Instruction =
Edit the material from the line with "segment the blue dartboard backboard" through the end of the material so that "instance" becomes "occurrence" with nothing else changed, and give those lines back without the pictures.

Dataset rows =
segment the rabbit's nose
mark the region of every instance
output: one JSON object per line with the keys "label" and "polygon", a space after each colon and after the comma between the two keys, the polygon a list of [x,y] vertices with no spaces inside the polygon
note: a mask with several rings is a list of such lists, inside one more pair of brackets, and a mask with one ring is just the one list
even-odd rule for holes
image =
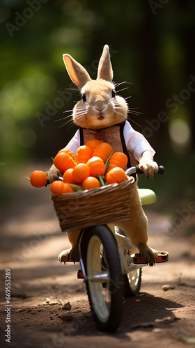
{"label": "rabbit's nose", "polygon": [[106,106],[95,106],[95,109],[98,111],[102,111]]}
{"label": "rabbit's nose", "polygon": [[105,107],[106,106],[104,103],[103,103],[100,100],[97,102],[95,105],[95,109],[96,109],[96,110],[98,110],[98,111],[102,111]]}

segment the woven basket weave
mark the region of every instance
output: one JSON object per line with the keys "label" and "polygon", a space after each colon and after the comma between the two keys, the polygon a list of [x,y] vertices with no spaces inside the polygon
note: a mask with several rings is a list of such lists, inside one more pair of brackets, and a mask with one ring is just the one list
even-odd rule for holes
{"label": "woven basket weave", "polygon": [[52,194],[54,207],[63,232],[102,225],[130,217],[130,180],[100,189]]}

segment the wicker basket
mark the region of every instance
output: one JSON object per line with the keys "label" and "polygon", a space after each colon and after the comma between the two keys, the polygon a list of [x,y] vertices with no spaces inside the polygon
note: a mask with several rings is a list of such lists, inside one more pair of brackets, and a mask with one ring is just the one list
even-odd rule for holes
{"label": "wicker basket", "polygon": [[130,217],[130,180],[100,189],[72,193],[52,194],[54,207],[63,232]]}

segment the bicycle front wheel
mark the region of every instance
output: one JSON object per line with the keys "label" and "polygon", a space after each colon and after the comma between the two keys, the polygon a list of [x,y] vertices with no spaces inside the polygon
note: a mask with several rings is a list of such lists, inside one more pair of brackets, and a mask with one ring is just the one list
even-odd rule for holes
{"label": "bicycle front wheel", "polygon": [[[122,316],[123,278],[116,239],[106,226],[85,230],[82,255],[86,290],[93,319],[100,330],[115,331]],[[84,248],[85,249],[84,251]]]}

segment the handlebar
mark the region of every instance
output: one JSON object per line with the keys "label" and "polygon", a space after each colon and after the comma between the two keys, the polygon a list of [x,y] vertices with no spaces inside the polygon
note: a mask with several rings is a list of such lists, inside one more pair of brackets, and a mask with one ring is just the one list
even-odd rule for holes
{"label": "handlebar", "polygon": [[[158,166],[158,173],[157,174],[164,174],[164,168],[163,166]],[[127,175],[131,175],[131,174],[143,174],[143,172],[140,169],[139,166],[134,166],[134,167],[128,168],[125,171],[125,174]]]}

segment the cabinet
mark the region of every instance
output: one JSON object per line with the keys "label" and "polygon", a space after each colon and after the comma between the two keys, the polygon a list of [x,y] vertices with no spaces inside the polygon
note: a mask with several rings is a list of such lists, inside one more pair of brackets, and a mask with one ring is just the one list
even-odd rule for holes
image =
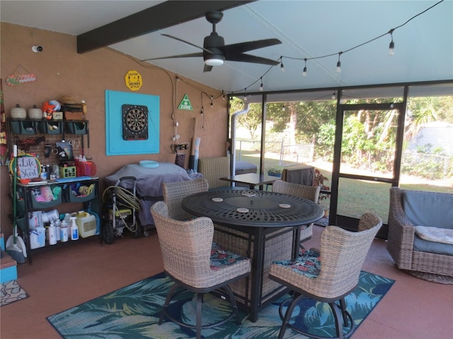
{"label": "cabinet", "polygon": [[[93,189],[89,194],[84,196],[74,196],[72,194],[71,185],[80,184],[89,186],[94,185]],[[42,187],[49,187],[52,191],[59,192],[54,196],[54,199],[51,201],[40,201],[35,198],[35,192],[40,191]],[[83,206],[82,209],[91,208],[92,212],[101,216],[101,195],[99,194],[99,178],[96,177],[80,177],[73,179],[48,180],[47,182],[38,182],[33,184],[23,184],[18,182],[16,201],[16,215],[17,225],[22,230],[23,240],[27,248],[27,256],[28,262],[31,265],[32,252],[35,249],[30,247],[30,228],[28,213],[33,210],[49,211],[53,209],[58,209],[58,206],[66,203],[74,204],[74,210],[81,209],[80,205]],[[76,204],[79,205],[76,205]],[[99,227],[101,227],[98,220]],[[101,230],[99,230],[101,232]],[[102,237],[100,237],[101,241]],[[77,240],[78,242],[81,239]],[[69,245],[71,240],[64,243]],[[58,246],[57,245],[52,246]],[[45,246],[50,245],[46,243]]]}

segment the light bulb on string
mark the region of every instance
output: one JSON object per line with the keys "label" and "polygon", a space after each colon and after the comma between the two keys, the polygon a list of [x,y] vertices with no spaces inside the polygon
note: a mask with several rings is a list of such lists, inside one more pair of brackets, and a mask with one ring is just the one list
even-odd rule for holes
{"label": "light bulb on string", "polygon": [[340,61],[340,56],[343,54],[343,52],[338,53],[338,61],[337,62],[337,72],[341,72],[341,61]]}
{"label": "light bulb on string", "polygon": [[391,41],[390,44],[389,44],[389,54],[394,55],[395,54],[395,43],[394,42],[394,29],[392,28],[389,32],[390,33],[390,36],[391,37]]}

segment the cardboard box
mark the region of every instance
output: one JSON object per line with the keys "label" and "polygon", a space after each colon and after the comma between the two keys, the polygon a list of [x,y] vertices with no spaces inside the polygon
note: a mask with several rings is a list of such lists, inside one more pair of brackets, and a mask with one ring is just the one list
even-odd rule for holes
{"label": "cardboard box", "polygon": [[83,112],[64,111],[66,120],[85,120],[85,114]]}
{"label": "cardboard box", "polygon": [[63,112],[54,112],[52,114],[52,119],[54,120],[62,120]]}

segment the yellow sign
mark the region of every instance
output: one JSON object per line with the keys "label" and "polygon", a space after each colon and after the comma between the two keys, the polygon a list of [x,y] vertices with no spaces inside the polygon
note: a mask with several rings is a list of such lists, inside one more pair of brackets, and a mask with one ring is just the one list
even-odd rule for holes
{"label": "yellow sign", "polygon": [[128,71],[126,76],[125,76],[126,86],[130,90],[139,90],[143,85],[142,76],[137,71]]}

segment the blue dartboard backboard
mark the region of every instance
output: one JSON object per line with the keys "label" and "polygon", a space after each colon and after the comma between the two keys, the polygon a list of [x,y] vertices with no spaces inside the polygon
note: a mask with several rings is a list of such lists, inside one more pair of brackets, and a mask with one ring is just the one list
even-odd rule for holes
{"label": "blue dartboard backboard", "polygon": [[[122,105],[148,107],[148,138],[124,140]],[[105,150],[107,155],[156,154],[159,152],[159,97],[105,90]]]}

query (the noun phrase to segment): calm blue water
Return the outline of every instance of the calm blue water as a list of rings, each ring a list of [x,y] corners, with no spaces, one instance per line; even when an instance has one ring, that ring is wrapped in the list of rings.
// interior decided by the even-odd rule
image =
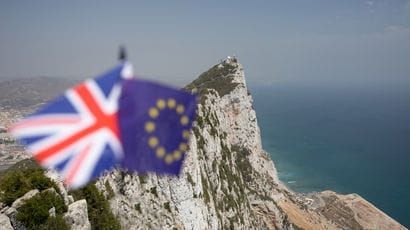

Correct response =
segment the blue dartboard backboard
mark the region of every occurrence
output: one JSON object per line with the keys "label" and "polygon", a space after each colon and after the comma between the two keys, the polygon a list of [x,y] vertices with no spaces inside the polygon
note: a mask with several rings is a list of such lists, inside one more pair of brackets, and a mask with one ring is just the one list
even-odd rule for holes
{"label": "blue dartboard backboard", "polygon": [[[122,105],[148,107],[148,138],[124,140]],[[105,150],[107,155],[156,154],[159,152],[159,97],[105,90]]]}

query (the noun phrase to segment): calm blue water
Return the outline of every occurrence of the calm blue water as a list of rings, each ring a list of [x,y] corners, with no spaces, one occurrence per line; even when an occurrence has one ring, that ring is wrapped in the list of rings.
// interior decided by the even-odd rule
image =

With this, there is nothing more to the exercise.